- [Brano di partenza]
Mentre l’ Italia centro-settentrionale sviluppava una fiorente classe borghese di origine mercantile che avrebbe costituito i Comuni e le Signorie, basi politiche dello sviluppo del successivo Umanesimo e del Rinascimento, nella Napoli Angioina le leggi erano dettate in nome della tutela papale, dei feudatari restaurati, dei baroni e degli ordini monastici.

E’ soprattutto questa la storia di uno scontro sociale, tra classi promotori del progresso della città e classi restauratrici dei poteri feudali e clericali. Nel periodo Aragonese (1442, 1503), lo scontro si perpetrò tra il fiorente ceto borghese napoletano e la classe baronale. Re Ferdinando I d’ Aragona (detto Ferrante) capì che, per difendersi dalle congiure dei baroni, intenti a radicalizzare il loro potere feudale atavico, avrebbe dovuto contrapporli ad una nuova classe sociale: ricca, laboriosa, borghese, che fosse antitesi dei baroni inetti e parassiti.

Un ruolo importante all’interno di tale scontro sociale fu interpretato dal popolo dei lazzari, che nella storia partenopea ha ogni volta assunto il ruolo di risorsa violenta ed intimidatrice della classe restauratrice e dei ceti parassiti. Fu spesso strumentalizzata agli interessi ed alle ambizioni dei potenti baroni che non seppero col tempo maturare in una classe borghese moderna ma si contrapposero ogni volta alla nuova borghesia nascente e del clero che indottrinò la plebe ad una fede cieca, bigotta e molto spesso confusa con la superstizione profana.

- [Elenco riportato]
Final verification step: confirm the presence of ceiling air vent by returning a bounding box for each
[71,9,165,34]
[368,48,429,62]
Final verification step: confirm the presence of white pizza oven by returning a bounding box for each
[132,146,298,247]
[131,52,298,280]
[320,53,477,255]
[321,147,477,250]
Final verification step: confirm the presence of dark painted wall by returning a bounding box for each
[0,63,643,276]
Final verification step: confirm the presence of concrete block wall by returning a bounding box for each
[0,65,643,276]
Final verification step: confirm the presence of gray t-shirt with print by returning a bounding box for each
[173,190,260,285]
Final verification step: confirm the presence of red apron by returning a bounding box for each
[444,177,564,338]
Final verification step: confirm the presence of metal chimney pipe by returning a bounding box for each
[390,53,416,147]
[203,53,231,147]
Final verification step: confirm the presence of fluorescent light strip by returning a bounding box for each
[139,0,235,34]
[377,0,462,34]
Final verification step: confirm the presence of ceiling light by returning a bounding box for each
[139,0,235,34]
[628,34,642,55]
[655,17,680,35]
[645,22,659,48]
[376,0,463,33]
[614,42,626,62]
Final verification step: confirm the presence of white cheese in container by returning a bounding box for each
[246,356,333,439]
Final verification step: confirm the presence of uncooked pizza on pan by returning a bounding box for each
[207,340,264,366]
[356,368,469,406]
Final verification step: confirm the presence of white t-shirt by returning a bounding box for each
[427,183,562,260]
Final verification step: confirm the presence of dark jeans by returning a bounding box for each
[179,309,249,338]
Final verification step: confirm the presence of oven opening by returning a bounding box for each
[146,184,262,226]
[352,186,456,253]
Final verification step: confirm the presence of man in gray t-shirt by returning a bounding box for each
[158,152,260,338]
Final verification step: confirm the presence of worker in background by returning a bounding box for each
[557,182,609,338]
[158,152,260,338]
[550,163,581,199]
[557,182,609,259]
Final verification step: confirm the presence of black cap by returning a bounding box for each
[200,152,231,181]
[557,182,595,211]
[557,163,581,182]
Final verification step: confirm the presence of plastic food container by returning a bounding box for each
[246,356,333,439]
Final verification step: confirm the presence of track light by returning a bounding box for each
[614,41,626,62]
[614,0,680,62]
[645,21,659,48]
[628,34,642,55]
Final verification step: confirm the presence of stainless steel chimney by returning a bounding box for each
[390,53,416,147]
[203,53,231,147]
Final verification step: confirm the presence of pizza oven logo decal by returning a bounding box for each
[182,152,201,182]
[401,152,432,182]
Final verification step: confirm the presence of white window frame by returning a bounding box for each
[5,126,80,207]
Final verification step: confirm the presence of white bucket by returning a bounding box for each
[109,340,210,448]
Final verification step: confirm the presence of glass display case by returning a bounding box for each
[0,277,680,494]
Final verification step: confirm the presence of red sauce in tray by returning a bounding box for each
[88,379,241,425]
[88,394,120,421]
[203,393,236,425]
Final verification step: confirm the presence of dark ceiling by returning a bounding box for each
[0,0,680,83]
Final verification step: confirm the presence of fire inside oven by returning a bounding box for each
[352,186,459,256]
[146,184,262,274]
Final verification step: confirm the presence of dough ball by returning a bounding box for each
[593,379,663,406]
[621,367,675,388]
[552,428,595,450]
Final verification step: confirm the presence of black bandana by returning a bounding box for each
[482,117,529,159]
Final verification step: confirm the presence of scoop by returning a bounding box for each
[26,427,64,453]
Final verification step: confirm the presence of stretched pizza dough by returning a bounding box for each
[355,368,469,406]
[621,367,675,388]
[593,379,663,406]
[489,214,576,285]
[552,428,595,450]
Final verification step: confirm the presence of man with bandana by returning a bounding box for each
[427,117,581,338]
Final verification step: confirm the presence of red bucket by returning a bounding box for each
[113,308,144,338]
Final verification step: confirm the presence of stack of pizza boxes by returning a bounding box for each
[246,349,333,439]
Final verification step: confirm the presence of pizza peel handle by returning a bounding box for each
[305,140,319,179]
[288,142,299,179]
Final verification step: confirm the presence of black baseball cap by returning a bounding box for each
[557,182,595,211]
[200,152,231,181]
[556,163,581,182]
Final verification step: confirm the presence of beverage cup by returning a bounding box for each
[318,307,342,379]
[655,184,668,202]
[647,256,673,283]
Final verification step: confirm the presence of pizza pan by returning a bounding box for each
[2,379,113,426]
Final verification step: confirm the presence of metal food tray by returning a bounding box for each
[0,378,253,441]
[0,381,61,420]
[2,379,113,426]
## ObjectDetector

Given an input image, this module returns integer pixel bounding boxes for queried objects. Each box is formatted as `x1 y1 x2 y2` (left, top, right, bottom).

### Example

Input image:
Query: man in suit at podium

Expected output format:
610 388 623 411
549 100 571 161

- [Richiesta A] Secondo il brano di partenza, per quale motivo re Ferdinando I d'Aragona decise di contrapporre ai baroni una nuova classe sociale?
- [Richiesta B] Ricopia tutto l'elenco dalla prima riga giù fino alla riga che contiene "[321,147,477,250]", entrambe comprese. Moltiplica per 1,25 ogni coordinata dei riquadri nelle risposte e arrotonda all'intero più vicino, con le metà per eccesso, lasciando invariato tutto il resto.

- [Soluzione A] Ferdinando I doveva difendersi dalle congiure dei baroni, che miravano a radicalizzare il loro atavico potere feudale. Per questo volle opporre loro una classe ricca, laboriosa e borghese, antitesi dei baroni inetti e parassiti.

- [Soluzione B]
Final verification step: confirm the presence of ceiling air vent by returning a bounding box for each
[89,11,206,43]
[460,60,536,78]
Final verification step: confirm the presence of white pizza oven by returning a bounding box for each
[165,183,373,309]
[164,65,373,350]
[400,66,596,319]
[401,184,596,313]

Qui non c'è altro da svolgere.